- _Exercise objective_
Please put every one of the rows below into a two-column CSV headed text and answer, with one line per row: each column value goes in its own quoted field, and line breaks become spaces. Leave the pictures out.

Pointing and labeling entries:
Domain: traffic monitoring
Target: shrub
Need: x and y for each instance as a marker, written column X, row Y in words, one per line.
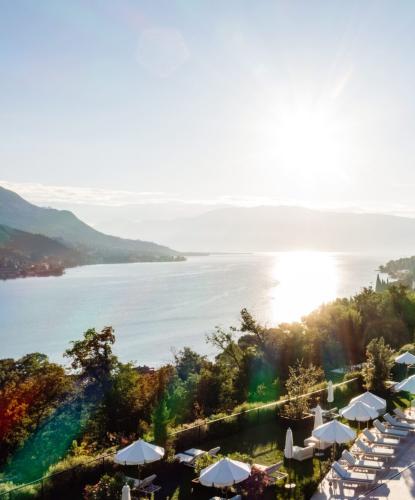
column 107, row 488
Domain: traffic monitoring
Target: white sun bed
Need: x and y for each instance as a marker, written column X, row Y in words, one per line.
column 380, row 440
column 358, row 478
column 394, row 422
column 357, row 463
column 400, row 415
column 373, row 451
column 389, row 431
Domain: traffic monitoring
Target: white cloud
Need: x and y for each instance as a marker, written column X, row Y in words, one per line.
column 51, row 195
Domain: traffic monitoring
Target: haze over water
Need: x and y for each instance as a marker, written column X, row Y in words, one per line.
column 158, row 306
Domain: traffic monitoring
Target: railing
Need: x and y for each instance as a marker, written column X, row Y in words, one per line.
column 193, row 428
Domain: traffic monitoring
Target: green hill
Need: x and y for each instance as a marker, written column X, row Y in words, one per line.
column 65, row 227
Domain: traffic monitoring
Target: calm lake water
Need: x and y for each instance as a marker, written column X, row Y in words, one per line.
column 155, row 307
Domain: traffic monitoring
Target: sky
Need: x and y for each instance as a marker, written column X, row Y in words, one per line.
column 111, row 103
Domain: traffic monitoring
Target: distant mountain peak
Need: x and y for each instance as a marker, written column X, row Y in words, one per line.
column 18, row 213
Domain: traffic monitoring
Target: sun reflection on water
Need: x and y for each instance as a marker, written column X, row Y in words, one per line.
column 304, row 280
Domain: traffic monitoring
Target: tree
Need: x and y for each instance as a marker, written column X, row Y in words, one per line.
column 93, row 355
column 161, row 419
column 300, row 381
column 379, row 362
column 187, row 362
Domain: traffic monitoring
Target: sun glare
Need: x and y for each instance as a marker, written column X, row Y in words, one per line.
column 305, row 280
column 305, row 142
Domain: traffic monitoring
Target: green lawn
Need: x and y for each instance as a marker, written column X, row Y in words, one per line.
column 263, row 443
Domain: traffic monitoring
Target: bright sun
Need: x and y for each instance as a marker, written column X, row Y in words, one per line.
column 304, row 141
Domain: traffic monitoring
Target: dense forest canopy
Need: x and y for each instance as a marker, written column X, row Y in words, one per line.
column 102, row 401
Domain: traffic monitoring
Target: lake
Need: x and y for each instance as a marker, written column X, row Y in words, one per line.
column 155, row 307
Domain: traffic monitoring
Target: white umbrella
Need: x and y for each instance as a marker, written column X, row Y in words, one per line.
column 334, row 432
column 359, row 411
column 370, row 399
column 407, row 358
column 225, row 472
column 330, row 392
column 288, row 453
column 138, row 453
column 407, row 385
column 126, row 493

- _The result_
text,answer
"Domain: traffic monitoring Target: shrub Need: x and y for each instance as a marker, written column X, row Y in words, one per line.","column 107, row 488"
"Domain: traffic monitoring Target: white sun bed Need: x and y for each instance as a marker, written column X, row Y in words, one per line.","column 380, row 440 column 358, row 478 column 394, row 422 column 357, row 463 column 400, row 415 column 373, row 451 column 389, row 431"
"Domain: traffic monitoring Target: white cloud Need: x and y for each instance as a marker, written column X, row Y in words, one per line.","column 51, row 195"
"Domain: traffic monitoring Target: haze over water Need: x and y for each instance as a marker, written column X, row Y in words, one per line.","column 158, row 306"
"Domain: traffic monitoring Target: railing Need: x and y for each instance as a marker, written column X, row Y in words, one per line.","column 193, row 428"
"Domain: traffic monitoring Target: green hill Need: x and y for each instance as a marker, written column X, row Y in words, one per line.","column 65, row 227"
"Domain: traffic monitoring Target: calm lake water Need: x and y for each instance as a marker, written column X, row Y in words, one per line.","column 155, row 307"
"Domain: traffic monitoring Target: sky Need: x and y for each instance as a marker, written column X, row Y in words, one per line.","column 111, row 103"
"Domain: traffic monitoring Target: distant mountain peak Need: x and y for each instance as a marker, written column X, row Y in words, one per line.","column 18, row 213"
"Domain: traffic monitoring Target: sun reflection on water Need: x and y for each instance as a marker, written column X, row Y in words, one per line.","column 304, row 280"
"Domain: traffic monitoring Target: tree Need: x and y for each instance as a marker, written column X, row Y in words, one per line.","column 93, row 355 column 161, row 419 column 300, row 381 column 379, row 362 column 187, row 362"
"Domain: traffic monitoring Target: sun glare Need: x and y for each instance as a marker, written column X, row Y in words, one per line.","column 305, row 280 column 305, row 142"
"Domain: traffic monitoring Target: green lawn Need: x and y for each instance as a marker, written column X, row Y in words, one per line.","column 263, row 443"
"Domain: traffic monitoring Target: bright sun Need: x and y for each instance as a marker, written column X, row Y in words, one per line.","column 304, row 141"
"Domain: traffic monitoring Target: dense forest canopy Need: x and y for each instance as a marker, written column X, row Y in words, one per line.","column 102, row 401"
"Domain: traffic monitoring Target: lake Need: x and y for each instance as a marker, written column X, row Y in words, one per line.","column 155, row 307"
"Domain: traffic monitoring Target: white umbrella Need: x and y for each instance as a marker, written column X, row Y in words, one per line.","column 334, row 432 column 359, row 411 column 370, row 399 column 407, row 358 column 225, row 472 column 330, row 392 column 288, row 453 column 138, row 453 column 407, row 385 column 126, row 493"